[Point localization data]
▼

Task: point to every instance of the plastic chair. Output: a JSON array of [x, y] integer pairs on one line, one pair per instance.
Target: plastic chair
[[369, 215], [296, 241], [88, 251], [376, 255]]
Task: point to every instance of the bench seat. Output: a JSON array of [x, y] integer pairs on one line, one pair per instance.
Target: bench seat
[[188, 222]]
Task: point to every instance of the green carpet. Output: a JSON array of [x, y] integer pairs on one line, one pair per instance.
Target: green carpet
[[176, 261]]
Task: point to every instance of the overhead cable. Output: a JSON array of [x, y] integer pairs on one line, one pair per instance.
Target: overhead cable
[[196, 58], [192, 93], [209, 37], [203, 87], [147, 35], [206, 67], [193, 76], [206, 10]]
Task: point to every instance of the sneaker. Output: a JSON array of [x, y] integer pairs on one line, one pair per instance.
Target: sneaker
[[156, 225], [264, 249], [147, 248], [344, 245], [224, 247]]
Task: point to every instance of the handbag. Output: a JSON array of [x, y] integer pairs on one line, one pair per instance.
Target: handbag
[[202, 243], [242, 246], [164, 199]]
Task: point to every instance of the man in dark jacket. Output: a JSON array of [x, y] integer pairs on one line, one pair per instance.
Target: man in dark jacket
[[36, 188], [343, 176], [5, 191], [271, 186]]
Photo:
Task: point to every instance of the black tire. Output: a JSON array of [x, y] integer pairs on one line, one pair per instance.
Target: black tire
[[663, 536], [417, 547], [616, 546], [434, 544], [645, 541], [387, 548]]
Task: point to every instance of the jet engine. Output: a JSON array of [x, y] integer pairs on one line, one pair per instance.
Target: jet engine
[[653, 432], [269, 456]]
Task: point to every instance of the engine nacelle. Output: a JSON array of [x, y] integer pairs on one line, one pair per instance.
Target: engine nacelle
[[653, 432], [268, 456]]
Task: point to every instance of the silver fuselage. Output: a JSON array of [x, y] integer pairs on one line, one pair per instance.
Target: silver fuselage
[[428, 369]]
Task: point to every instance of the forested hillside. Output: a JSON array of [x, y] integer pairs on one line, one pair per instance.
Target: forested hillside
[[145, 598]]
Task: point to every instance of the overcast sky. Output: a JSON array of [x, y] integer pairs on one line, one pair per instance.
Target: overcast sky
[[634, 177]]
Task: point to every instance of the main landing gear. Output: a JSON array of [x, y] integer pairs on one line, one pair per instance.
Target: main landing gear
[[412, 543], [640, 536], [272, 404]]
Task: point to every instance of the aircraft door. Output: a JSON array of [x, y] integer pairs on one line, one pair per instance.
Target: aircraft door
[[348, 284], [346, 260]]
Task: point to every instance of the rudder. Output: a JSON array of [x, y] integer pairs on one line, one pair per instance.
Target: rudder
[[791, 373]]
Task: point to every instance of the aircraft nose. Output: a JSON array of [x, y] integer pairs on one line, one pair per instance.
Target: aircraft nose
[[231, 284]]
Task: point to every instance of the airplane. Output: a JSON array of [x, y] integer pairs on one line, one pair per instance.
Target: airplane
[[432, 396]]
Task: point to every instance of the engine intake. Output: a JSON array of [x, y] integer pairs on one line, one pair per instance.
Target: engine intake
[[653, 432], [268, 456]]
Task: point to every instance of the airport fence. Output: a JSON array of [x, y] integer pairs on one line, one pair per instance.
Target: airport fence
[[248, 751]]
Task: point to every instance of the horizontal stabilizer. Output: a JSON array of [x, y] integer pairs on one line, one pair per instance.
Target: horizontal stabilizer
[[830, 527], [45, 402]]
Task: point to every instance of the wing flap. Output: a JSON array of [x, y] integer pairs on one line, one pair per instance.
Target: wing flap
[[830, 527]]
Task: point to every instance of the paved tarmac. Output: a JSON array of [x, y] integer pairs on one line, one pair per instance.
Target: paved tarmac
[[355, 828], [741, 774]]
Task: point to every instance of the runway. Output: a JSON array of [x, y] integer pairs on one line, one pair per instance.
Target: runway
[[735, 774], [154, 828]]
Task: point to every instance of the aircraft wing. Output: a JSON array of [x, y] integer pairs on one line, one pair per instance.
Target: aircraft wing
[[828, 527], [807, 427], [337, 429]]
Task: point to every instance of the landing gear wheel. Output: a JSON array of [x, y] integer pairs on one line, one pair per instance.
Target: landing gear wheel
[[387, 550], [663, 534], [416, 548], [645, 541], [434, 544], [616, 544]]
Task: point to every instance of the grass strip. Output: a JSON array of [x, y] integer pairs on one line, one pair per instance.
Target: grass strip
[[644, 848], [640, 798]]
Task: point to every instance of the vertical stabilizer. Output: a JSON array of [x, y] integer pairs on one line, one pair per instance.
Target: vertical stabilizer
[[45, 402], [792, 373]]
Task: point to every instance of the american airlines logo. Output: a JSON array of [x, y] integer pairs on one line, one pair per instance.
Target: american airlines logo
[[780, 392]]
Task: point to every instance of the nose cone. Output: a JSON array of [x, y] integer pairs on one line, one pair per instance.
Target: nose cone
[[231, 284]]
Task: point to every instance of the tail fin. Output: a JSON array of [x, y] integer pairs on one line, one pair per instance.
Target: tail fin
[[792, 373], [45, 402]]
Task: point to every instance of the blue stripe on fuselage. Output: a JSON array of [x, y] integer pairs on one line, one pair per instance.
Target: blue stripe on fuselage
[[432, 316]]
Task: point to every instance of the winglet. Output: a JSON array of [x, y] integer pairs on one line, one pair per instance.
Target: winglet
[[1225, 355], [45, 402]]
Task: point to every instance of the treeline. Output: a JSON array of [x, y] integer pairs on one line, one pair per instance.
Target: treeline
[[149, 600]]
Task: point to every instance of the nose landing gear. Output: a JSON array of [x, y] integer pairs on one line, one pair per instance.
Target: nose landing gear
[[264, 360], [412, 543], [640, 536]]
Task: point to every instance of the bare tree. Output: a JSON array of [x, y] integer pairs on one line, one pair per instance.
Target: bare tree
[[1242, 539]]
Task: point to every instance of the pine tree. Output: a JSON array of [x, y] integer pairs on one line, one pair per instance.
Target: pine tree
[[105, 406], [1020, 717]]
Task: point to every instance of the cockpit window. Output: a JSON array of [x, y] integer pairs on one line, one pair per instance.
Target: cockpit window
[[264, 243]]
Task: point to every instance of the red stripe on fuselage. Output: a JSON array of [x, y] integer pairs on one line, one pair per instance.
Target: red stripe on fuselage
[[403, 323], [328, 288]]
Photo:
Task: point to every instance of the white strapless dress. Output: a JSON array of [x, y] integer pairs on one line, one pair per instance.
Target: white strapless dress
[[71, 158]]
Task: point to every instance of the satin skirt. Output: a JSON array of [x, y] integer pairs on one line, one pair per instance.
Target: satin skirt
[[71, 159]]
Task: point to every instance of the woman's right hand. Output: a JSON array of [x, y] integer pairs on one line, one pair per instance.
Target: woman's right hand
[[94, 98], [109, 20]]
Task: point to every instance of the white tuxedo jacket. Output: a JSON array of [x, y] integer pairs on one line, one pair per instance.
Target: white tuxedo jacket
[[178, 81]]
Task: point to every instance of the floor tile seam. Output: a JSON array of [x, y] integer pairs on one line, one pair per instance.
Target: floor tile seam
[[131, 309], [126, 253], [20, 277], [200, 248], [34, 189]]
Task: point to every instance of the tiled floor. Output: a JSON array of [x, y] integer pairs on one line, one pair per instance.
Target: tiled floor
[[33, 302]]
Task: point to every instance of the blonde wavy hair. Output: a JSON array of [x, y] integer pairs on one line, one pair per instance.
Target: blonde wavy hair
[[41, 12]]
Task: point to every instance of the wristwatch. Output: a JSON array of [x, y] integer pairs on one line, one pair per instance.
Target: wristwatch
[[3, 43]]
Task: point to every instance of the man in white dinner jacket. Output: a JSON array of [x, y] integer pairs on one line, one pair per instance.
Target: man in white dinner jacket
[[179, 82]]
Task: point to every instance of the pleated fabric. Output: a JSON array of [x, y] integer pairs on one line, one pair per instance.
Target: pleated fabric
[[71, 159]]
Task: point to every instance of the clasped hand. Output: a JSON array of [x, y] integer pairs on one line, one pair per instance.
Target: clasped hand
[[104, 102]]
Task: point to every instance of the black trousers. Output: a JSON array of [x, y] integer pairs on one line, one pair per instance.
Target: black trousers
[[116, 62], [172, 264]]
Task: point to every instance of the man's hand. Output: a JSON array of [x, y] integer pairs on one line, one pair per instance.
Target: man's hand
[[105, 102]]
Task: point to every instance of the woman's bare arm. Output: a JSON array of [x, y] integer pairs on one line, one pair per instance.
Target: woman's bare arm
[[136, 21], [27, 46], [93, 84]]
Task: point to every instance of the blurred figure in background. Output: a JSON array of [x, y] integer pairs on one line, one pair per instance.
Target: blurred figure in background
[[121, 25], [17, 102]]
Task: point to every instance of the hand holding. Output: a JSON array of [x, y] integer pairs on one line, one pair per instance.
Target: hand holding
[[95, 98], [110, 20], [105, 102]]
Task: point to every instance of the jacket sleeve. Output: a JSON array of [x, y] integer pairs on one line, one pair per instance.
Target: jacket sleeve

▲

▶ Goal of the exercise:
Which lines above run from the one containing "Target: american airlines logo" to the one containing "Task: point to every instance of the cockpit"? Give them again exactly, both ends included.

▶ Answer to the exercise:
Target: american airlines logo
[[780, 392]]
Task: point to every instance of the nose cone. Output: a JSON array of [x, y] integer pairs on one line, one pair per instance.
Target: nose cone
[[231, 284]]
Task: point to every instance of the tail fin. Output: a JSON array of [x, y] integer pairs on one line, one pair per instance.
Target: tail fin
[[792, 373], [45, 402]]
Task: point to every instance of the blue stripe on fuselage. Output: a JSON array of [x, y] integer pairs on one line, one pair per instance.
Target: blue stripe on fuselage
[[432, 316]]
Task: point to every instance of the winglet. Output: a JSON array of [x, y] integer pairs on one line, one pair per instance.
Target: winglet
[[1225, 355], [45, 402]]
Task: point to every instance of the treeline. Output: a JSON array of [x, y] integer pairs on one line, one pair per instance.
Target: treeline
[[149, 600]]
Task: point to every instance of the nose landing gear. Output: a JSON array of [x, y] integer pairs on one line, one pair per instance.
Target: nose landing gear
[[264, 360], [412, 543], [640, 536]]
Task: point to every instance of the bare tree. Output: a JSON array of [x, y] integer pairs on one line, one pair per instance.
Target: bare tree
[[1242, 539]]
Task: point to every instance of the pine tree. Output: a JSON array of [x, y] integer pairs on one line, one pair per instance.
Target: pine tree
[[105, 406], [1020, 717]]
Task: point to every instance of the cockpit window. Output: a JSON array of [x, y] integer pairs on one line, one pair per instance.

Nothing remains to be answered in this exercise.